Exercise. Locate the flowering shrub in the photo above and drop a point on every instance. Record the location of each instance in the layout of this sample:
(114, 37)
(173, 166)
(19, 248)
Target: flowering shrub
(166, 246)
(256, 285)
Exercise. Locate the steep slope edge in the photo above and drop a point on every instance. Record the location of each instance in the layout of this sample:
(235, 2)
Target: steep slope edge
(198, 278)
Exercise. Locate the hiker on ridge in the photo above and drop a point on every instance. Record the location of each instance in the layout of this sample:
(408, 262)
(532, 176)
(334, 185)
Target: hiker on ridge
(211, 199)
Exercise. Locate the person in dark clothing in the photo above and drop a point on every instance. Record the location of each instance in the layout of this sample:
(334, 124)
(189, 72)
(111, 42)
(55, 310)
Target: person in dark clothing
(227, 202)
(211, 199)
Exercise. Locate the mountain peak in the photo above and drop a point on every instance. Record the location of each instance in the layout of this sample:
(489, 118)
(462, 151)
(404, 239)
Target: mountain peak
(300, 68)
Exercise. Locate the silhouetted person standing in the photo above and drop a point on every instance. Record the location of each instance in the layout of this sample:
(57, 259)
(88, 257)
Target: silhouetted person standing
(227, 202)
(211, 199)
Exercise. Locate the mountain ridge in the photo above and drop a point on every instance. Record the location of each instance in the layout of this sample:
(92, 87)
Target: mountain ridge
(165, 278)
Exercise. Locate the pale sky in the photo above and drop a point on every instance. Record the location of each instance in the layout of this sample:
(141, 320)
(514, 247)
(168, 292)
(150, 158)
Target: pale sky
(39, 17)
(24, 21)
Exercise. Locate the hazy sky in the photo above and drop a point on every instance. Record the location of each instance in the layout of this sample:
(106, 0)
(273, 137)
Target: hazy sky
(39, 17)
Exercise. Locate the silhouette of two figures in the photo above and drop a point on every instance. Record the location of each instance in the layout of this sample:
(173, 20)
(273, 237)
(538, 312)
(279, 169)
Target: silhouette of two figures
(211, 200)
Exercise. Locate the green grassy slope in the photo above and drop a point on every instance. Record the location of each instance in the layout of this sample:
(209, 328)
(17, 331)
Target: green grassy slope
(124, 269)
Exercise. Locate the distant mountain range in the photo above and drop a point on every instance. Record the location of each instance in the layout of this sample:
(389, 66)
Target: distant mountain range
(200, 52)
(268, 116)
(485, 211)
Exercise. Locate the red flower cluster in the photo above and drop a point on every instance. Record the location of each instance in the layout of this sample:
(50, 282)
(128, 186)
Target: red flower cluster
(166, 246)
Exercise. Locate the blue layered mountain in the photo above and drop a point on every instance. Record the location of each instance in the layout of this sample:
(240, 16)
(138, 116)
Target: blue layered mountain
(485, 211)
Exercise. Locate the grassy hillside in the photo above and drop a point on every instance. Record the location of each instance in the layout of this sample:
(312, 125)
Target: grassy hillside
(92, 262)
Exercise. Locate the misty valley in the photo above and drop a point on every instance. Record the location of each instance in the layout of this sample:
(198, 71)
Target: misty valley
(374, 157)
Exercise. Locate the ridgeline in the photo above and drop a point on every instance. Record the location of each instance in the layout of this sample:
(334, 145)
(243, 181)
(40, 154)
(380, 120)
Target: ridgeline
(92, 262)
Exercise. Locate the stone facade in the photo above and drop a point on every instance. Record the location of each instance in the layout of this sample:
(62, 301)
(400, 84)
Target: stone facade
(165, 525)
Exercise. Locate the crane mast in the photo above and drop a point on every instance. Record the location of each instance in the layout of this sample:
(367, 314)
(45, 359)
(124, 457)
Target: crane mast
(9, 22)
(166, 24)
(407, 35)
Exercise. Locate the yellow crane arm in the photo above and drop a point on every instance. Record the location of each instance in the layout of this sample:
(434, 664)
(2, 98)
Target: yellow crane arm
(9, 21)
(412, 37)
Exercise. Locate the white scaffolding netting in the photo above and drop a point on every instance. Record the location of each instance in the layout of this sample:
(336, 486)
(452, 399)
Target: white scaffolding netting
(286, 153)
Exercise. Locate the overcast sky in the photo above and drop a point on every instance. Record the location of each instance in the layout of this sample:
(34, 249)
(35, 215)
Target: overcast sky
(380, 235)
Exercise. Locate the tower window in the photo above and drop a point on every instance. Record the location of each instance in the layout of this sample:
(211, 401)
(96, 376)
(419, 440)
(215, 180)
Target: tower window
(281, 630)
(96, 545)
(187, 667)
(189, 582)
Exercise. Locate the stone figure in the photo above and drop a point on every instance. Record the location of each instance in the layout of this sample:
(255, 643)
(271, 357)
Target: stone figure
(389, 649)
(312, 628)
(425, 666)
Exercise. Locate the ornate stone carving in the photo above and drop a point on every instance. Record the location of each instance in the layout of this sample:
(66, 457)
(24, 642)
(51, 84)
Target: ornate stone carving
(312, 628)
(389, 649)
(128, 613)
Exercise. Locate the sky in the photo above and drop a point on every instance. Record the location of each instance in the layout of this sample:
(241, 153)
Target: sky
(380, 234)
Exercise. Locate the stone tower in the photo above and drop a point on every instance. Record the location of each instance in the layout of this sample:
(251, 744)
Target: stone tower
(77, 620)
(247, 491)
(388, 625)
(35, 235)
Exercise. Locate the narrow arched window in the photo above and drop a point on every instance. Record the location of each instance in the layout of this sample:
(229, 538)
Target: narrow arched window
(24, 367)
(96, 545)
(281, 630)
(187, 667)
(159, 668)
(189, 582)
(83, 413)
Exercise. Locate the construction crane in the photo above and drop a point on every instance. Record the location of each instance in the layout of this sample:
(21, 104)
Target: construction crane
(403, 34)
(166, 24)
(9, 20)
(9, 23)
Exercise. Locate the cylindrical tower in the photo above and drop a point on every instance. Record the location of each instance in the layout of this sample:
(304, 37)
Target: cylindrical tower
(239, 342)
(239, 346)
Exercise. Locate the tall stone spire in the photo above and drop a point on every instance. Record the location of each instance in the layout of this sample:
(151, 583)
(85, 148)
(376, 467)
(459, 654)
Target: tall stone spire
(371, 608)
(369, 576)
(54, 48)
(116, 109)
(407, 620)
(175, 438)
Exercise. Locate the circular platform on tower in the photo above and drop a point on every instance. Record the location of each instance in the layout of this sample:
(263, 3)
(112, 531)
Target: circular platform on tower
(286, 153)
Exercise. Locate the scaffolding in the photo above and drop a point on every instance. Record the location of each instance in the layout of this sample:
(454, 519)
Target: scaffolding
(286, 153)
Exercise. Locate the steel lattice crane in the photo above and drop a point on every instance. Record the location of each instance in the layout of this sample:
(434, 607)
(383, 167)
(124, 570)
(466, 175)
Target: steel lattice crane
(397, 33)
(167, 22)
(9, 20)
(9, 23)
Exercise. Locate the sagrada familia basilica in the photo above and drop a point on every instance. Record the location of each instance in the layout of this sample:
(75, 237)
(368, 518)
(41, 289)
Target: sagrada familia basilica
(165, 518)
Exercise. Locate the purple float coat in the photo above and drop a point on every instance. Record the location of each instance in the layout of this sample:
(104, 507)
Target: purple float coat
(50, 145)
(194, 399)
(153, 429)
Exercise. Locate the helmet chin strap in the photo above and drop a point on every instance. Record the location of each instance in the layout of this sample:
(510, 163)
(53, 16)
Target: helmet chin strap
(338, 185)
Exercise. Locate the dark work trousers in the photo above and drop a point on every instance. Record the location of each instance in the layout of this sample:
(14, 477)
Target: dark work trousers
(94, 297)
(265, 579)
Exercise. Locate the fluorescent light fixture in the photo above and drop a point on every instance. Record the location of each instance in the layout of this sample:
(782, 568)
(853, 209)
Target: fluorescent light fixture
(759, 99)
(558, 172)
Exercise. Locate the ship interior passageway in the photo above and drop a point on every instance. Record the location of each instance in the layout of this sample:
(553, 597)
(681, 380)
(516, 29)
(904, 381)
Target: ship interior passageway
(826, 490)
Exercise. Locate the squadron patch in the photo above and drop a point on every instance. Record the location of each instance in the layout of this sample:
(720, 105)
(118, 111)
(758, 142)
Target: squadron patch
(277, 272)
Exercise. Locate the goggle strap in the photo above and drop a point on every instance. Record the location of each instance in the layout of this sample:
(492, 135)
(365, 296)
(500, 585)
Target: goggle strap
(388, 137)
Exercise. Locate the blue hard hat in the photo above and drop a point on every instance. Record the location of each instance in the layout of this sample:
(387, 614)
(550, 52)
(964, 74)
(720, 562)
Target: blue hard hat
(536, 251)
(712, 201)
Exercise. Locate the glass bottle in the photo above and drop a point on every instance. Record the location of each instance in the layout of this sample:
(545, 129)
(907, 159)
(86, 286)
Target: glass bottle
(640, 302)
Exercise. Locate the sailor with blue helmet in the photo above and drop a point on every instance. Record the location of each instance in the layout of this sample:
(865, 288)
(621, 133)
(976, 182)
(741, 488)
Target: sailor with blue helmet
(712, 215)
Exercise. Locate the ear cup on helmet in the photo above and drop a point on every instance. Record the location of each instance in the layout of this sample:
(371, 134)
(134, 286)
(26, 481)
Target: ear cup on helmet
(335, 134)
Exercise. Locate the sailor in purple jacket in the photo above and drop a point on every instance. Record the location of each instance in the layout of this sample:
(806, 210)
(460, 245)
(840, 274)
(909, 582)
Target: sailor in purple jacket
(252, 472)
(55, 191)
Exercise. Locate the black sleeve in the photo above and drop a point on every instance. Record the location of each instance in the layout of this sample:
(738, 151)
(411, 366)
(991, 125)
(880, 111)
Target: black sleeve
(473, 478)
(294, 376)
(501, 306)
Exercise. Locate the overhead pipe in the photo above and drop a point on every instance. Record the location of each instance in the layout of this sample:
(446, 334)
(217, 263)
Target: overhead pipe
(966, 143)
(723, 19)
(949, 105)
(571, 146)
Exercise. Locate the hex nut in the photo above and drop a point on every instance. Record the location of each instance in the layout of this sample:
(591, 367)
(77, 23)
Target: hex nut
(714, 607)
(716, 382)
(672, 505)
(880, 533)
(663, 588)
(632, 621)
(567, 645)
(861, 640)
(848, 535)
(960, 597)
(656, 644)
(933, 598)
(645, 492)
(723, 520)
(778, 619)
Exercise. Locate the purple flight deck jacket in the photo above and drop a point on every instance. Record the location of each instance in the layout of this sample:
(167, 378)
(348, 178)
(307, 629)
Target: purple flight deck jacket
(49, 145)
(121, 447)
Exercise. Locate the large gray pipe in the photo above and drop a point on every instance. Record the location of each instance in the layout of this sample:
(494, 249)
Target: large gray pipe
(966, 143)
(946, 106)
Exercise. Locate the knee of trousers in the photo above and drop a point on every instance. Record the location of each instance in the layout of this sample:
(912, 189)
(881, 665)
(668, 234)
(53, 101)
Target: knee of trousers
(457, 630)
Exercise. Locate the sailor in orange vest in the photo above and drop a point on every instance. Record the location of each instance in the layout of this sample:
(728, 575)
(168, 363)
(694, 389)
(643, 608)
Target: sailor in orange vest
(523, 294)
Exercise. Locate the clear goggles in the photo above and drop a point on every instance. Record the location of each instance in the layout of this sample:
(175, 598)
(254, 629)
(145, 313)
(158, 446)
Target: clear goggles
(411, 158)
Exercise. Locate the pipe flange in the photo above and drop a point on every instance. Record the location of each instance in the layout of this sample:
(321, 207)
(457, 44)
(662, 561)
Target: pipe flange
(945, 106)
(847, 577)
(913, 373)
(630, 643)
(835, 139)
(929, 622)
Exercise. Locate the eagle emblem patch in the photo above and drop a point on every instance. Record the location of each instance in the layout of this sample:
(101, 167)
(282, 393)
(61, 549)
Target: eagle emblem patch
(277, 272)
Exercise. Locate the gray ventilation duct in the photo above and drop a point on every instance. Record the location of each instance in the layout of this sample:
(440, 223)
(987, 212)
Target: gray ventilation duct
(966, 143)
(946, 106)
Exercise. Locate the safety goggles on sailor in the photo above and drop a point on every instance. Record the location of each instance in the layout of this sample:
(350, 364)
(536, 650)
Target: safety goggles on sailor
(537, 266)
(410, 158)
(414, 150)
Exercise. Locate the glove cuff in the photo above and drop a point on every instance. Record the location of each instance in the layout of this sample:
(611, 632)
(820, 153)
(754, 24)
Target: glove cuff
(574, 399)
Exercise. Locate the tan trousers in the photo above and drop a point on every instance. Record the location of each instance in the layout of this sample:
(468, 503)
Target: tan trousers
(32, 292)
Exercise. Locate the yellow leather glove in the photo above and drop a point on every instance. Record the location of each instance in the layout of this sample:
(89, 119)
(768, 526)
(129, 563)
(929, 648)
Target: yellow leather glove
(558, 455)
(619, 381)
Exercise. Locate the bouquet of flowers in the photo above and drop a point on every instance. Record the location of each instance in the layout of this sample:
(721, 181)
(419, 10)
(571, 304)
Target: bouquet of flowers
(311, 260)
※ ※ ※
» Work order
Copy exactly the line that contains "Target: tan trousers" and every line after it through the end of the entries, with nothing added.

» Expected answer
Target: tan trousers
(32, 292)
Exercise. Locate the yellow leather glove in the photo above and drop a point on every instance. Record the location of each instance in the layout of this sample:
(89, 119)
(768, 526)
(129, 563)
(929, 648)
Target: yellow leather glove
(558, 455)
(619, 381)
Exercise. Locate the bouquet of flowers in the photo above and drop a point on every instance. Record the location of each instance in the layout of this sample:
(721, 181)
(419, 10)
(571, 304)
Target: bouquet of flowers
(311, 260)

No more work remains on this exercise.